§ **Your goal**
Rewrite every line of the items below without changes, except for the coordinates in the answers. Multiply each of those coordinates by 1.55 and round it to a whole number, with halves rounding up, and leave out the pictures.

--- Begin Material ---

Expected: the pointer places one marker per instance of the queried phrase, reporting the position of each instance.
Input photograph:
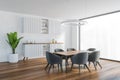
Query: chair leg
(58, 67)
(87, 67)
(61, 67)
(99, 65)
(71, 66)
(46, 66)
(94, 65)
(49, 68)
(79, 68)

--- End Material ---

§ **Task response**
Expected: the pointer places one marker per instance of the queried phrase, reporting the position of each instance.
Input photograph:
Query: chair leg
(90, 104)
(135, 104)
(95, 104)
(153, 101)
(110, 102)
(71, 102)
(146, 101)
(76, 105)
(122, 105)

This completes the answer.